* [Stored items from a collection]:
• • • • •
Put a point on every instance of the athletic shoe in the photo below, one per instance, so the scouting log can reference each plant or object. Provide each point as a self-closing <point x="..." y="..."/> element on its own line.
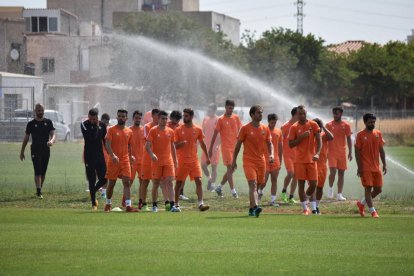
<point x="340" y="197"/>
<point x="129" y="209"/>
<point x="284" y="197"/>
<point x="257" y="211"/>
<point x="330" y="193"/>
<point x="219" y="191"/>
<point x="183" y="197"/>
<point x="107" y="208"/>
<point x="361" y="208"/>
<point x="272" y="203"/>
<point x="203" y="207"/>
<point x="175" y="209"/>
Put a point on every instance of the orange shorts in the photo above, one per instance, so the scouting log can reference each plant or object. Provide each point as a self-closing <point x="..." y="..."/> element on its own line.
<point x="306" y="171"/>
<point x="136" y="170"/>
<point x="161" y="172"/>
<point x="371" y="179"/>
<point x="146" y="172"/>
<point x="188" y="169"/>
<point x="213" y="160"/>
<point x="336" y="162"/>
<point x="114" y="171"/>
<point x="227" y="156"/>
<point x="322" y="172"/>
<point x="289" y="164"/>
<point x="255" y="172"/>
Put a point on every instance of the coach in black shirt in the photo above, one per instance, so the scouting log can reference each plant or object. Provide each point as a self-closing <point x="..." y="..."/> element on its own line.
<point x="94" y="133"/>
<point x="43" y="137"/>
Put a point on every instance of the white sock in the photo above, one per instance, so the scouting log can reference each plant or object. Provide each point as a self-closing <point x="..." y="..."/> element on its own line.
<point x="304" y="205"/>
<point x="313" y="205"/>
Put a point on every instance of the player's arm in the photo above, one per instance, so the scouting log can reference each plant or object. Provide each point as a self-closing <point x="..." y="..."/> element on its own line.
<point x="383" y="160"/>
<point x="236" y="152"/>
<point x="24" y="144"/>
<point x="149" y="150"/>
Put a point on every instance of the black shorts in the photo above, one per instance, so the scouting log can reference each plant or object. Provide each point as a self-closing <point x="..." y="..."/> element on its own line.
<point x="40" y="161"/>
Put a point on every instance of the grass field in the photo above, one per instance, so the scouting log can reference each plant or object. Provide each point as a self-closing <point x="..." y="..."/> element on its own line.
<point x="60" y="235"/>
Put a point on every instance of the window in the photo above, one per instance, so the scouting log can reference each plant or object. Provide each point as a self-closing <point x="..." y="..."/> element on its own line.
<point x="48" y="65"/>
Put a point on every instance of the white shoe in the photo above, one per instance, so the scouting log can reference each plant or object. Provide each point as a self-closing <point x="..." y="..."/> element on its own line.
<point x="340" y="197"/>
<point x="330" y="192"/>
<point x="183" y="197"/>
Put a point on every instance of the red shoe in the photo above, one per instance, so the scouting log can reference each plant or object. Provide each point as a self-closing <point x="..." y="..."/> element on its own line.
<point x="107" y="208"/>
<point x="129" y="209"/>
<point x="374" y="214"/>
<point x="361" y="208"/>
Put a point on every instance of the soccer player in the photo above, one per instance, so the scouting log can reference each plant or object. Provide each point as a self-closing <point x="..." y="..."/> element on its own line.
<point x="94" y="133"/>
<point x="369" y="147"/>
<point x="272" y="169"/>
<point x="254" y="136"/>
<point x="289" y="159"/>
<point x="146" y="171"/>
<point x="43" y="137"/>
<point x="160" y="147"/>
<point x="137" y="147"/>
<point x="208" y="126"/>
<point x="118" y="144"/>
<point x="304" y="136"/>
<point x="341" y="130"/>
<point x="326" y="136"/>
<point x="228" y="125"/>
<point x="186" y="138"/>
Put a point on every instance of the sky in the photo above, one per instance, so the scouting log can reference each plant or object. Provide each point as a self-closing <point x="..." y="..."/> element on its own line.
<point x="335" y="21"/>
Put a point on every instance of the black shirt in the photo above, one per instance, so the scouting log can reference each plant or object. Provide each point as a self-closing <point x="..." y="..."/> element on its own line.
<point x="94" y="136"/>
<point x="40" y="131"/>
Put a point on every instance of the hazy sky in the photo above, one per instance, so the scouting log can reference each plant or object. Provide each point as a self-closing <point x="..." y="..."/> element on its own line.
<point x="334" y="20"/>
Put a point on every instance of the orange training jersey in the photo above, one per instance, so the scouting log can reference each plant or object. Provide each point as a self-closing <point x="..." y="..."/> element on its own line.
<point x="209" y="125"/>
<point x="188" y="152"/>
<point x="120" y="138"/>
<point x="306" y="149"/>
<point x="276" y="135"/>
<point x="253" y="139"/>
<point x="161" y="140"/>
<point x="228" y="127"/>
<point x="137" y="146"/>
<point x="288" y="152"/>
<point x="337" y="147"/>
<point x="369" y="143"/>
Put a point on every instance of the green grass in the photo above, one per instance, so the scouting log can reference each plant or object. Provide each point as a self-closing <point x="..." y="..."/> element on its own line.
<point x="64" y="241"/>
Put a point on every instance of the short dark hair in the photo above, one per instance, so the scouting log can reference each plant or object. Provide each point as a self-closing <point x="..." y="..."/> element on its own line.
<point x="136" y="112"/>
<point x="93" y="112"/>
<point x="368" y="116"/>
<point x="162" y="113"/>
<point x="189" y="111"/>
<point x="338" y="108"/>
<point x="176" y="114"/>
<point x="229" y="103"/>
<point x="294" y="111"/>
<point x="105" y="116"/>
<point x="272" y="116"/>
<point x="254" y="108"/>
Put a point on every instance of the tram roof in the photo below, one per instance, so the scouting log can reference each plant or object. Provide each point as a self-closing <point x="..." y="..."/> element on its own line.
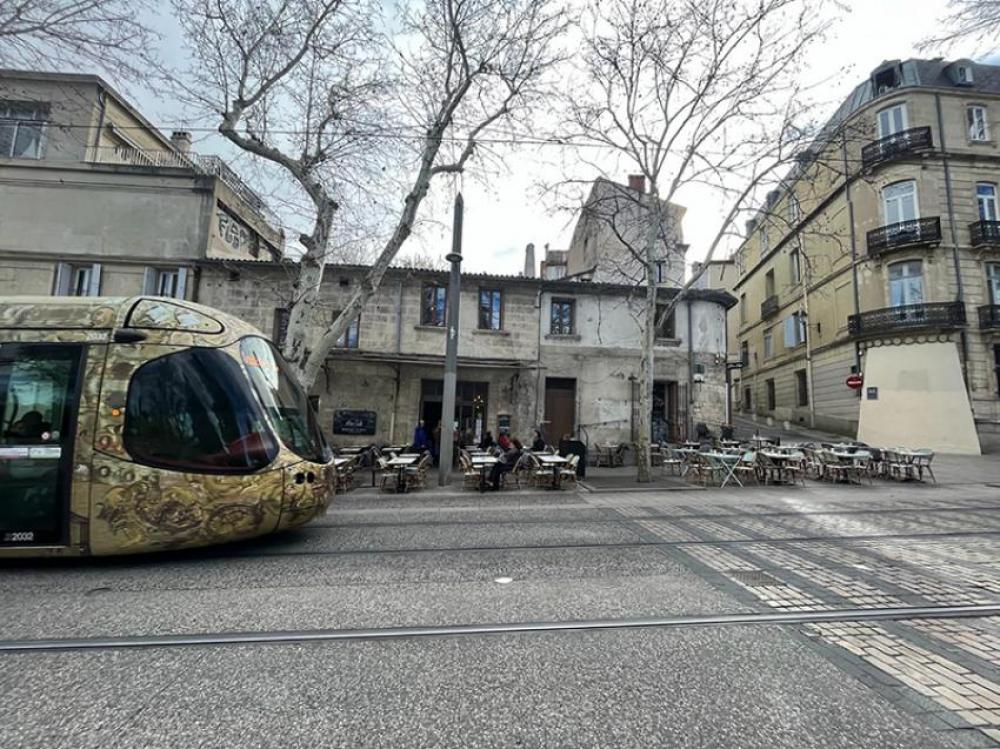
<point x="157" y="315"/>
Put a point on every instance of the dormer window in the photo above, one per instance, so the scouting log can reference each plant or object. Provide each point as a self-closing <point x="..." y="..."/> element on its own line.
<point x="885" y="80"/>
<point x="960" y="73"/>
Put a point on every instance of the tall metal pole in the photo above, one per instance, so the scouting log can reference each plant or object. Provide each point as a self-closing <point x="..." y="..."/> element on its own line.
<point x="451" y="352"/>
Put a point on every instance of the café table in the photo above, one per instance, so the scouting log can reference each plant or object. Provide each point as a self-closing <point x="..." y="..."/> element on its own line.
• • • • •
* [Exercise prompt]: Copy the material above exactly and drop the pictures.

* [Solved problem]:
Put a point on every instance of the athletic shoe in the photo below, one per instance, so the scouting log can reference each plant or object. Provide each point as a self-closing <point x="..." y="..."/> element on its own line.
<point x="340" y="197"/>
<point x="129" y="209"/>
<point x="284" y="197"/>
<point x="257" y="211"/>
<point x="330" y="193"/>
<point x="219" y="191"/>
<point x="183" y="197"/>
<point x="107" y="208"/>
<point x="361" y="208"/>
<point x="272" y="203"/>
<point x="203" y="207"/>
<point x="175" y="209"/>
Put a point on every instance of the orange shorts in the photo above, one per instance, so the scouting log can reference each plant or object. Provide each point as a self-closing <point x="..." y="..."/> element on its own line.
<point x="306" y="171"/>
<point x="136" y="170"/>
<point x="161" y="172"/>
<point x="371" y="179"/>
<point x="146" y="172"/>
<point x="188" y="169"/>
<point x="213" y="160"/>
<point x="336" y="162"/>
<point x="114" y="171"/>
<point x="227" y="156"/>
<point x="322" y="172"/>
<point x="289" y="164"/>
<point x="255" y="172"/>
Put a point on every instance of the coach in black shirt in the photo above, one per instance, so the scouting log can reference each plant or object. Provide each point as a self-closing <point x="..." y="..."/> element on its own line.
<point x="94" y="133"/>
<point x="43" y="137"/>
Put a point on every instance of the white sock in the photo above, one per instance, so the scouting log can reference each plant or object. Provide each point as a self-closing <point x="..." y="..."/> element on its own line.
<point x="304" y="205"/>
<point x="313" y="205"/>
Put a point on every instance of the player's arm in the photo above, one per instance, so the scouting log can reference each plant or object. Provide each point as a self-closing <point x="..." y="..."/> element on its own line.
<point x="383" y="160"/>
<point x="236" y="152"/>
<point x="24" y="144"/>
<point x="149" y="150"/>
Put a point on every instance of the black shorts in the photo above, one per instance, so the scouting log can reference each plant or object. Provide each point as a self-closing <point x="..." y="..."/> element on its own line.
<point x="40" y="161"/>
Put a point on every instance of the grass field in the photo above, one per instance, so the scouting log can reference each plant or object. Provide each point as a self-closing <point x="..." y="..."/> element on its own line.
<point x="60" y="235"/>
Put a point on every instance of the window in the photo above, one per instance, so the scouting log can reference each plant or object. Provide each point as a self-closing <point x="..." y="..."/> element on its own line.
<point x="48" y="65"/>
Put a point on every instance of the white shoe in the photo above, one per instance, so the scouting log can reference each plant or object. Provide each point as a self-closing <point x="..." y="..."/> element on its own line.
<point x="340" y="197"/>
<point x="330" y="192"/>
<point x="183" y="197"/>
Put a point on every instance of the red shoe in the photo above, one per instance, so the scouting log can reference each plant or object. Provide each point as a self-closing <point x="..." y="..."/> element on its own line.
<point x="107" y="208"/>
<point x="129" y="209"/>
<point x="374" y="214"/>
<point x="361" y="208"/>
Put a point on every instance of the soccer player in the photo above, one per instance, so the scouting log can reference each plant or object. Provide each point as a self-closing <point x="..." y="..."/> element on its own line.
<point x="94" y="133"/>
<point x="369" y="147"/>
<point x="272" y="169"/>
<point x="254" y="136"/>
<point x="289" y="159"/>
<point x="146" y="171"/>
<point x="43" y="137"/>
<point x="160" y="147"/>
<point x="137" y="147"/>
<point x="208" y="126"/>
<point x="118" y="144"/>
<point x="304" y="136"/>
<point x="341" y="130"/>
<point x="326" y="136"/>
<point x="228" y="125"/>
<point x="186" y="138"/>
Put a point on every instance of the sky in the photo above, one per instance, so the scouting log can reference each plant or object. Provide each point as a self-closing <point x="..." y="..."/> element on its own line.
<point x="335" y="21"/>
Put a point on every instance of the black shirt in the photo above, one per instance, so the scouting log can reference each plant or object. Provide each point as a self-closing <point x="..." y="..."/> element on its own line.
<point x="94" y="136"/>
<point x="40" y="131"/>
Put a point on every instance of the hazy sky in the photo above, one per instance, so the scouting log can reference each plant or object. Provide each point as a self-closing <point x="..." y="..."/> element on its own line.
<point x="334" y="20"/>
Put a point on every instance of the orange training jersey in the photo above, one per instance, so the scouting log can reference each plant or object. Provide each point as a self-closing <point x="..." y="..."/> element on its own line.
<point x="209" y="125"/>
<point x="188" y="152"/>
<point x="120" y="138"/>
<point x="306" y="149"/>
<point x="276" y="135"/>
<point x="253" y="139"/>
<point x="161" y="140"/>
<point x="228" y="127"/>
<point x="137" y="146"/>
<point x="288" y="152"/>
<point x="337" y="147"/>
<point x="369" y="143"/>
Put a point on every instance of the green grass in the photo above, one per instance, so the scouting log can reference each plant or object. Provide each point as a self-closing <point x="..." y="..."/> element on its own line.
<point x="64" y="241"/>
Put a point on every instance of the short dark hair in the photo above, one per instance, so the scouting log can reference each plant or object. Provide each point as a self-closing <point x="..." y="..."/> element on its own line.
<point x="136" y="112"/>
<point x="93" y="112"/>
<point x="368" y="116"/>
<point x="162" y="113"/>
<point x="189" y="111"/>
<point x="338" y="108"/>
<point x="176" y="114"/>
<point x="229" y="103"/>
<point x="294" y="111"/>
<point x="105" y="116"/>
<point x="272" y="116"/>
<point x="254" y="108"/>
Put a point on every instance of the tram roof in the photo below, one per instance, so the scouting log can reference each plant or object. Provide each point as a self-closing <point x="..." y="..."/> element on its own line.
<point x="157" y="315"/>
Put a point on every instance of the dormer window in the photo above, one per instance, so the scouting log can reference each plant or object. Provide each point as a self-closing <point x="..." y="..."/> element on its own line.
<point x="885" y="80"/>
<point x="960" y="73"/>
Put a point on every instance of the tall metal pole in the photo above, one per instance, so the scouting log can reference each plant or object. Provide each point as a self-closing <point x="..." y="..."/> element on its own line.
<point x="451" y="352"/>
Put a point on every instance of the café table in the photo above, one per instance, so the scouting log can reference each plant or object. Provide each point as a self-closing <point x="..." y="..."/> element on its own line.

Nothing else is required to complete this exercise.